● Selection:
● ● ● ● ●

Of course, to me the if statement would make more sense because I 
immediately figure out the exact condition being tested against while the 
exception object is not always so clear and maybe ambiguous in some 
cases. 

Also if that same type of exception is raised by another statement within 
a function that is called within the try block then it would be handled 
by the same except block right? This is where it gets a bit confusing to 
me and the flow of code is not always obvious. That's why I prefer atomic 
error handling where I know exactly which part of the code led to the 
result.

 And as an aside, the more statements one puts into a try/except block:
 and the more complicated a statement at that-- the more likely it is
 they are going to mess up and do something Wrong.
 
 Now, all that said: sure, in some situations I do prefer the check
 first style of programming where exceptions don't end up being used.

● ● ● ● ●

● Written request 1:
From the rows, transcribe the lines running from the one containing "Mark every instance of the person in yellow" through the one containing "pixel 314 519", both included.
The rows that follow have no connection to the passage on exception handling.

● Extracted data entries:
● ● ● ● ●

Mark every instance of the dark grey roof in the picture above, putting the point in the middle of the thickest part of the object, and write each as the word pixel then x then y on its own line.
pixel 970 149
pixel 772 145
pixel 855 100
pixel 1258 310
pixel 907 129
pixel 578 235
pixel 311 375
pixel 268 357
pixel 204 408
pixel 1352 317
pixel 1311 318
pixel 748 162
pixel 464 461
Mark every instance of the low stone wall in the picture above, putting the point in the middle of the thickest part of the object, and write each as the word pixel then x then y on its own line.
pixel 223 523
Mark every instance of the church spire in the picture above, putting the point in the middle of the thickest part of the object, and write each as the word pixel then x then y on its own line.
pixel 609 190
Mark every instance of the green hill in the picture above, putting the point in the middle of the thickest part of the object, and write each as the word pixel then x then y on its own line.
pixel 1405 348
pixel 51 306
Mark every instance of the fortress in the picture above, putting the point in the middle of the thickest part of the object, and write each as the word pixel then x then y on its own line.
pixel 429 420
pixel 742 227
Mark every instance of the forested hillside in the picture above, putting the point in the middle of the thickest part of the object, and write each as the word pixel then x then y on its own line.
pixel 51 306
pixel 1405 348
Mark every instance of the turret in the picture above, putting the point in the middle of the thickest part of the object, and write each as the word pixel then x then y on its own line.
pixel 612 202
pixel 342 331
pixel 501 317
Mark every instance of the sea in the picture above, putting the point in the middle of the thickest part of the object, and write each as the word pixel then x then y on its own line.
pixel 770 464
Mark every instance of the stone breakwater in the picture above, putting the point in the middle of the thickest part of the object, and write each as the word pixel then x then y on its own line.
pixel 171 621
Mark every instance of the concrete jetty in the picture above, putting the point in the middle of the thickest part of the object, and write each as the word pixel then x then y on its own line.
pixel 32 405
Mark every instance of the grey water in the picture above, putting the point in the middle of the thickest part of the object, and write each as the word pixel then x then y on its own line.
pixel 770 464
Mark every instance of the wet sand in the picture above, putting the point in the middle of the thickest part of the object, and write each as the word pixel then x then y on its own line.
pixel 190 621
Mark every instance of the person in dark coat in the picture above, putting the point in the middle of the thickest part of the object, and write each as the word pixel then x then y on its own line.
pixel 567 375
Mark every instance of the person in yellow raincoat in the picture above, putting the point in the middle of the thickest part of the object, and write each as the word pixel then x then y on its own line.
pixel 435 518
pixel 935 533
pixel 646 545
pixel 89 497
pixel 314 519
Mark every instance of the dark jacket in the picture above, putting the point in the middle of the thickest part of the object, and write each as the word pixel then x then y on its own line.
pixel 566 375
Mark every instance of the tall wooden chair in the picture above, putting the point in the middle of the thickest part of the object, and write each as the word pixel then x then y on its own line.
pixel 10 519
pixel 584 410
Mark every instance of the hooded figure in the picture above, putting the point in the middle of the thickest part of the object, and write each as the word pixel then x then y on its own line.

● ● ● ● ●

● Written request 2:
For each statement, say whether it agrees with the passage on exception handling, and quote the passage's deciding words. (a) The writer prefers atomic error handling. (b) The writer finds the exception object always clear. (c) The writer never prefers the check-first style of programming.

● Result 1:
Mark every instance of the person in yellow raincoat in the picture above, putting the point in the middle of the thickest part of the object, and write each as the word pixel then x then y on its own line.
pixel 435 518
pixel 935 533
pixel 646 545
pixel 89 497
pixel 314 519

● Result 2:
(a) Yes: "That's why I prefer atomic error handling where I know exactly which part of the code led to the result."
(b) No: "the exception object is not always so clear and maybe ambiguous in some cases."
(c) No: "in some situations I do prefer the check first style of programming where exceptions don't end up being used."